====== TEXT TO READ ======

- Russey Keo District Khan Russey Keo ខណ្ឌឫស្សីកែវ
- Location of Russey Keo within Phnom Penh
- Russey Keo Location within Cambodia
- Coordinates: 11°37′10″N 104°54′36″E﻿ / ﻿11.61946°N 104.9099°E
- Country: Cambodia
- Province: Phnom Penh

Area^{[needs update]}
- • Total: 23.3 km^{2} (9.0 sq mi)

Population (2019)
- • Total: 274,861
- Time zone: UTC+7 (ICT)
- Postal code: 12100
- Geocode: 1207

= Khan Russey Keo =

Russey Keo (ប្ញស្សីកែវ /km/; meaning "Crystal Bamboo"), also spelled as Russei Keo, is a district (khan) in Phnom Penh, Cambodia. This district consists of the northern and north-eastern outskirts of the main city of Phnom Penh, stretching from Khan Sen Sok in the west to the Tonlé Sap River in the east. As of 2019, it is the most populous district of Phnom Penh.

== History ==

=== Two legends of the Royal Chronicles: the origins of the Emerald Buddha ===
There are two occurrences of Russey Keo in the Cambodian Royal Chronicles.

The first occurrence is in the story of legendary king Baksei Chamkrong; Baksey Chamkrong escapes from Angkor and finds refuge on Phnom Baset, southwest of Oudong, before fleeing to the island of Russey Keo where he was surrounded by his opponents.

The second occurrence of Russey Keo mentions this area as the settlement of Buddhagosa, who landed on Russey Keo after a storm disrupted his travels sailing from Langka to Laos. It is during this trip that he was travelling with various treasures, "jewels of sacred fire", such as several sacred texts of the Pali canon the Ounalom, Buddha's synophrys or unibrow, which gave their name to two local pagodas Wat Ounalom and Wat Langka. The Khmer King Batum Soryavong then came to help these settlements, and invited the monk to settle in Angkor with the statue of the Emerald Buddha, the Phra Kaeo Morakot, etiologically giving its name to the area.

====== PROVIDED MATERIAL ======

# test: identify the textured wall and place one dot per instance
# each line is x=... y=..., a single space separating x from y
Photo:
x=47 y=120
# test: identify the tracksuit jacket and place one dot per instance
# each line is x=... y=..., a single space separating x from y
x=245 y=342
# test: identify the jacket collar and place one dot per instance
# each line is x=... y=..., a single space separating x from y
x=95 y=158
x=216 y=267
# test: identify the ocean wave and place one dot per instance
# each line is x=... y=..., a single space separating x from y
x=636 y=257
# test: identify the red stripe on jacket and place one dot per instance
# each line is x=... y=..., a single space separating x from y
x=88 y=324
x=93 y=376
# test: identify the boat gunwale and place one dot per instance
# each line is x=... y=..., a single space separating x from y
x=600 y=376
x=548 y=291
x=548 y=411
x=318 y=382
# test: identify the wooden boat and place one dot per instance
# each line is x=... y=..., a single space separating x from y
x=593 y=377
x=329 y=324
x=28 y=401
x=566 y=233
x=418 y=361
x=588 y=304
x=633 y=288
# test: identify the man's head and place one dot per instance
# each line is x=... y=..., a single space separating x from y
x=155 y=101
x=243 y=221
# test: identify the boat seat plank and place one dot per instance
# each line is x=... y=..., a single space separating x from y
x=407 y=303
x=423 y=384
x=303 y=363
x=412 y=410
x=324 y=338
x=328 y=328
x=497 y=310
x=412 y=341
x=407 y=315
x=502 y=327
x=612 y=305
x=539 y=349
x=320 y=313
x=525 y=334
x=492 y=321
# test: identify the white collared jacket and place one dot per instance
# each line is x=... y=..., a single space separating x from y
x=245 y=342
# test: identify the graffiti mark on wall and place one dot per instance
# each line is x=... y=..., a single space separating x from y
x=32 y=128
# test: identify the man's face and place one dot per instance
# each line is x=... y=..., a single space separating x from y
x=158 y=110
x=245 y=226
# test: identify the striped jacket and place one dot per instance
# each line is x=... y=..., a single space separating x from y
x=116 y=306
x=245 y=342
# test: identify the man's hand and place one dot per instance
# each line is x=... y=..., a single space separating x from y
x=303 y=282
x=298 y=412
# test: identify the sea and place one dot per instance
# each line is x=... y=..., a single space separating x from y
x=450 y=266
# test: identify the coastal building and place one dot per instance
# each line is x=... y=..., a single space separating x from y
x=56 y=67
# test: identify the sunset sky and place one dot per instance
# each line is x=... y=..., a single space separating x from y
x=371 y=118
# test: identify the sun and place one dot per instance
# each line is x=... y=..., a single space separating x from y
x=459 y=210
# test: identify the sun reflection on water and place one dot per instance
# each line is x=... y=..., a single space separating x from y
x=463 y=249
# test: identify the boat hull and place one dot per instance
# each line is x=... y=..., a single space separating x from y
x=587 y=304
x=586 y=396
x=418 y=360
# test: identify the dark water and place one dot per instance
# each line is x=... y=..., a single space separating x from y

======

- _WHAT THE TASK REQUIRES_: Write out the Russey Keo text again from "- Postal code: 12100" up to and including "of Phnom Penh.", changing "outskirts" to "suburbs". The records have nothing to do with the text.

- _WRITTEN RESPONSE_:
- Postal code: 12100
- Geocode: 1207

= Khan Russey Keo =

Russey Keo (ប្ញស្សីកែវ /km/; meaning "Crystal Bamboo"), also spelled as Russei Keo, is a district (khan) in Phnom Penh, Cambodia. This district consists of the northern and north-eastern suburbs of the main city of Phnom Penh, stretching from Khan Sen Sok in the west to the Tonlé Sap River in the east. As of 2019, it is the most populous district of Phnom Penh.